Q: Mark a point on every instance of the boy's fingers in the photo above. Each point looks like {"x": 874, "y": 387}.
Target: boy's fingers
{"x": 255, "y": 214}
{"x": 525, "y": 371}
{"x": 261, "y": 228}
######
- Task instructions -
Reproduce the records above with each "boy's fingers" swapped for "child's fingers", leaving everything else unchanged.

- Written answer -
Q: Mark a point on every instance of the child's fingers in the photo above. Each point looks like {"x": 874, "y": 387}.
Target: child's fingers
{"x": 255, "y": 214}
{"x": 525, "y": 371}
{"x": 261, "y": 228}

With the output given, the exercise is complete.